■ Extracted data
——

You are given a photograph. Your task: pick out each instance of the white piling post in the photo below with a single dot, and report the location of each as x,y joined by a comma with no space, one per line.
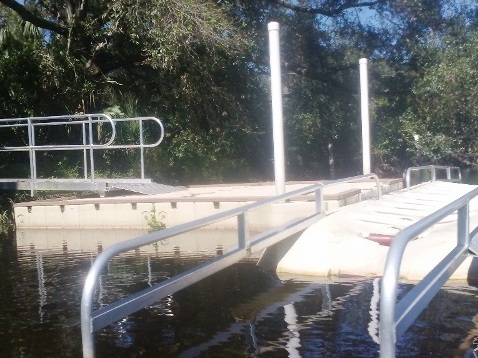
277,121
365,116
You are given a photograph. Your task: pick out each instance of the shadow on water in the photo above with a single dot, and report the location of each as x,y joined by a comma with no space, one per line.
243,311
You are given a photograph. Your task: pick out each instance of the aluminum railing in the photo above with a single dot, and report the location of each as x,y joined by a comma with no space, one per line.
92,320
396,317
432,170
30,128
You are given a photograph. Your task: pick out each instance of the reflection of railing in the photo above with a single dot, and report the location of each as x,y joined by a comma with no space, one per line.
396,317
93,132
92,321
431,172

——

■ Task instructions
Transcribe every line in the entries above, taking out only the images.

■ Solved exercise
You are given a photograph. Your task: pick out each instance of the white piling post in the photo below with a single dot, and report the location of each as x,y joined by a comma with no space, one per line.
277,121
365,116
You are given a photograph. Your task: pick out each instance of the shadow on water in the photo above with a single dot, and report the location of each as x,y joined by a comma with no space, one per line.
243,311
You are given a photograph. Your task: pick out each instance of the aluminum railing in the photo above with a single dot, and report the location of each as x,y joined by a comma with no space, one per line.
92,320
396,317
432,170
30,128
You are given a photograph. Your task: pick out each instance of the reflection of railing in the photo above with a single dot, and report the location of each as x,y joined by a comma with no space, one per line.
396,317
93,132
92,321
431,172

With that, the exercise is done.